#### Your goal:
Return each line in the listing below that contains the word "wooden", copied in full.

— Start of Excerpted records —

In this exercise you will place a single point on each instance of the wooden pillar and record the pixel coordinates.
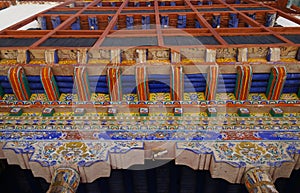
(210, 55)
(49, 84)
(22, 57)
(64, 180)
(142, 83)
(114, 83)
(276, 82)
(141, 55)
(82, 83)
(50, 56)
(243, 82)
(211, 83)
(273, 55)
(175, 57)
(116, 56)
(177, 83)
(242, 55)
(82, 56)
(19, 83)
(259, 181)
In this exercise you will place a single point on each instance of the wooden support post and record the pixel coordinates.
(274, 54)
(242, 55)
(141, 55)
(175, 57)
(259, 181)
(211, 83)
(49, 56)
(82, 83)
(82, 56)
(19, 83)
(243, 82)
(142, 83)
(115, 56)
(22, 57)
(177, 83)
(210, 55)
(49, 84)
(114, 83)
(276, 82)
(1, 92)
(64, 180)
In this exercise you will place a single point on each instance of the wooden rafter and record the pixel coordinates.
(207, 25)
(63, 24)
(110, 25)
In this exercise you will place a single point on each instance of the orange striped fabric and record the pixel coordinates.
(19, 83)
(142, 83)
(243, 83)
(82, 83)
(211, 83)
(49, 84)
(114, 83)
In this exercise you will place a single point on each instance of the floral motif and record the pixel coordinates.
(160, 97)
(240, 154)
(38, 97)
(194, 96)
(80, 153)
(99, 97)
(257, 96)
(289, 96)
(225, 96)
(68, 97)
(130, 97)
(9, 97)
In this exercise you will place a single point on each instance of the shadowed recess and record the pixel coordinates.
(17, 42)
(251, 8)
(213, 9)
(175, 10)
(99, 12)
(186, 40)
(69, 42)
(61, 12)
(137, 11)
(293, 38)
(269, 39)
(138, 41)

— End of Excerpted records —
— Start of Excerpted records —

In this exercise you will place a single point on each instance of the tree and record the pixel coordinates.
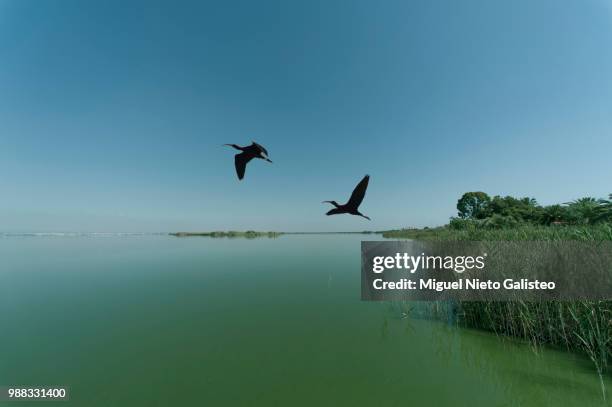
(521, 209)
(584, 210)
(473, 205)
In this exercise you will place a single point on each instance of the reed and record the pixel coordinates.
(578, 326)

— End of Excerpted records —

#### The reply:
In this exercise you will place a single point on each instance of the wooden pillar and record the pixel coordinates.
In this exercise you will place a single point on each instance of the wooden support post and record the pixel coordinates.
In this exercise you will place a single point on each instance of the wooden rafter and record the pixel coordinates.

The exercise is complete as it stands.